───── Data ─────
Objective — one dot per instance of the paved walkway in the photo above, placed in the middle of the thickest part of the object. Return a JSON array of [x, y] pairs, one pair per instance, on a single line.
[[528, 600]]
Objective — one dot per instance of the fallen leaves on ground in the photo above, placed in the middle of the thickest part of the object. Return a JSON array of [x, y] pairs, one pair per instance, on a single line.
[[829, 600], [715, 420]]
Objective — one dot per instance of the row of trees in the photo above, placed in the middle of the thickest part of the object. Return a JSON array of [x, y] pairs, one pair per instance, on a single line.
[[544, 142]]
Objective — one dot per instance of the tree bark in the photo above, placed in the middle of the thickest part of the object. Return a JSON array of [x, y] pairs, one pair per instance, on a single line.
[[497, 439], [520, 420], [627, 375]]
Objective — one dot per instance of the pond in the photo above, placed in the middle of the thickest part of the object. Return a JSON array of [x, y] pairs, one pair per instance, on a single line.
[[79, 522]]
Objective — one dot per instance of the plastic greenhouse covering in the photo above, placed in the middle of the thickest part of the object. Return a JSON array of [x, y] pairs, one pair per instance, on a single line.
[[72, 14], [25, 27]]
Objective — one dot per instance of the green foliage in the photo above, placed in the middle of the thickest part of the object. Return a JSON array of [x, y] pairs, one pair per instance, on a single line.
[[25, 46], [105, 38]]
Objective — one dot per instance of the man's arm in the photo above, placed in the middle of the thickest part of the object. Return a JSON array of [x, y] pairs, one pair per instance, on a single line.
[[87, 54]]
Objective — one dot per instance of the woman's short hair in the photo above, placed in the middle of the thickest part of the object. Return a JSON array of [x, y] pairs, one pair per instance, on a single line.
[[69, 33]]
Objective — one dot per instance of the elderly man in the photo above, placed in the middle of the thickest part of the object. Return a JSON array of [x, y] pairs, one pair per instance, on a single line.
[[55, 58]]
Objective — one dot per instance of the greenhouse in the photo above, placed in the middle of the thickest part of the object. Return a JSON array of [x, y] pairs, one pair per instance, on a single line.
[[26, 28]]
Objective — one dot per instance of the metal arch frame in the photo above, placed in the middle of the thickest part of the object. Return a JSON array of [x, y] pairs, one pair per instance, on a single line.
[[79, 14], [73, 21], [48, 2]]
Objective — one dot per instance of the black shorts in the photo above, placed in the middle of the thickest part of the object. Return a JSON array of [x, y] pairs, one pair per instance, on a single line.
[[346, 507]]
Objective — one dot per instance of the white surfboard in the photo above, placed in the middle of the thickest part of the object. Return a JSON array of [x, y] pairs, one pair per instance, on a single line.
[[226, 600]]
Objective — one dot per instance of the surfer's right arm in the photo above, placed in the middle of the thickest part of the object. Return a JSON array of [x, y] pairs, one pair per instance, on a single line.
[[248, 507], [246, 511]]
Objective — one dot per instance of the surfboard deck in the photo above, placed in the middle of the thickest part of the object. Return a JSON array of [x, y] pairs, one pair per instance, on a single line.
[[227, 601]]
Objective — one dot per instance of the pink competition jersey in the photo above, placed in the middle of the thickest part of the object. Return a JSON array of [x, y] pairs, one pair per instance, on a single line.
─────
Aim of the task: None of the records may be skipped; each is to be repeated exactly.

Written answer:
Objective — one dot per instance of the paved walkway in the photo above, placed in the middle of the thickest part of the object. Return a JSON array of [x, y] pairs, one pair per instance, on a single line.
[[528, 600]]
Objective — one dot per instance of the fallen leaves on ground in the photo above, placed in the middle of the thickest part of the object. Return a JSON array of [x, y] pairs, one pair per instance, on a single line.
[[829, 600], [715, 420]]
Objective — one dot per instance of the row of trees in the photo above, placed in the middle of the thickest part of the object. Return a JSON array of [x, y] pairs, one pair per instance, on a single line.
[[544, 142]]
Objective — one dot per instance of the tree bark in the photo above, placed in the middle of the thickest part of the object. Return a JSON array of [x, y] pairs, one pair per instance, on a single line.
[[497, 439], [520, 420], [627, 375]]
Objective — one dot per instance of the pond in the photo above, placed in the middle of the thickest part of the object. Return a JSON array of [x, y] pairs, one pair per instance, on a single line.
[[79, 522]]
Objective — one dot per instance of the plastic greenhouse covering in the photo above, placed in the middle of the thickest part of the object. Return a JSON array of [x, y] pairs, one pair per instance, on a single line.
[[72, 14], [25, 27]]
Objective — one dot per instance of the green foliage in the photo above, placed in the middle of the thickest part of the object. Return a JSON array of [x, y] pairs, one pair per instance, on a single line.
[[25, 46], [105, 38]]
Objective — one dot per instance of the man's arm in the photo above, placed in the middle of the thickest part of the object. Return a JSON array of [x, y] pairs, one pair per instance, on a single line.
[[87, 54]]
Objective — one dot per instance of the woman's short hair in the photo above, placed in the middle of the thickest part of the object. Return a JSON array of [x, y] pairs, one pair per instance, on a single line.
[[69, 33]]
Objective — one dot per instance of the elderly man in the photo above, placed in the middle of the thickest part of the object. Return a JSON array of [x, y] pairs, one pair per instance, on a single line.
[[55, 58]]
Objective — one dot per instance of the greenhouse in the photo above, placed in the middle of the thickest part of the object. Return a JSON array of [x, y] pairs, one pair per instance, on a single line.
[[26, 28]]
Objective — one dot per instance of the metal arch frame in the photo above, placed in the middle of the thickest part of the object. Return a JSON array of [x, y] pairs, one pair per instance, on a single line.
[[79, 14], [73, 21], [48, 2]]
Objective — one dot per instance of the black shorts in the photo above, placed in the middle of the thickest part of the object. Return a JSON array of [x, y] pairs, one pair per instance, on a single line.
[[346, 507]]
Objective — one dot per instance of the white surfboard in the photo above, placed in the middle of the thickest part of the object. Return a JSON array of [x, y] pairs, one pair per instance, on a single line.
[[226, 600]]
Objective — one dot per instance of the surfer's right arm in the photo above, placed in the middle of the thickest part of the object. Return a JSON array of [x, y] pairs, one pair per instance, on a single line.
[[248, 507], [246, 511]]
Objective — one dot per instance of the surfboard deck in the photo above, placed in the middle of the thickest part of the object. Return a JSON array of [x, y] pairs, one pair per instance, on a single line.
[[227, 601]]
Objective — one dot per instance of the pink competition jersey in the photo above, placed in the middle of the thickest part of the object. Return a JSON array of [x, y] pairs, one pair per instance, on a single line.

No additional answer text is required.